What is needed
Could you restate every entry word for word, minus the pictures?

Material to process

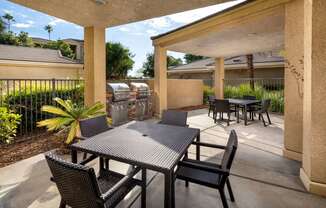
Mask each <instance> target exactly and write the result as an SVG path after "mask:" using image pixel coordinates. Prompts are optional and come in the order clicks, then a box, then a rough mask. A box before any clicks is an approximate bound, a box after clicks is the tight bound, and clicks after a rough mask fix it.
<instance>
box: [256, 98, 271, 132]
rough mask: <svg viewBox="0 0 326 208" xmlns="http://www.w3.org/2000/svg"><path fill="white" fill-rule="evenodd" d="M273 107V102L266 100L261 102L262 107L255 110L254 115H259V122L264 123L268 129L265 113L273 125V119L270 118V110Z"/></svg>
mask: <svg viewBox="0 0 326 208" xmlns="http://www.w3.org/2000/svg"><path fill="white" fill-rule="evenodd" d="M270 105H271V100H270V99H265V100H262V101H261V106H258V107H256V110H253V111H252V113H258V115H259V120H262V121H263V124H264V126H265V127H266V126H267V125H266V122H265V119H264V116H263V114H264V113H265V114H266V116H267V119H268V123H269V124H272V122H271V119H270V117H269V113H268V109H269V107H270Z"/></svg>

Result of this task
Mask each <instance> target exactly and write the result as an SVG path after "mask:" using image pixel coordinates. Prompts are optional and come in the order clicks, then a box, then a rough mask. A box before any clicks is an approximate bound, a box after clicks is the tight bound, and clicks after a rough mask fix it.
<instance>
box: [256, 98, 271, 132]
rough mask: <svg viewBox="0 0 326 208" xmlns="http://www.w3.org/2000/svg"><path fill="white" fill-rule="evenodd" d="M273 107V102L266 100L261 102L262 107L255 110L254 115H259V122L264 123L268 129L265 113L273 125V119L270 118V110Z"/></svg>
mask: <svg viewBox="0 0 326 208" xmlns="http://www.w3.org/2000/svg"><path fill="white" fill-rule="evenodd" d="M270 105H271V100H270V99H265V100H262V101H261V106H258V107H256V110H253V111H252V113H258V115H259V120H262V121H263V124H264V126H265V127H266V126H267V125H266V122H265V119H264V116H263V114H264V113H265V114H266V116H267V119H268V123H269V124H272V122H271V119H270V117H269V113H268V109H269V107H270Z"/></svg>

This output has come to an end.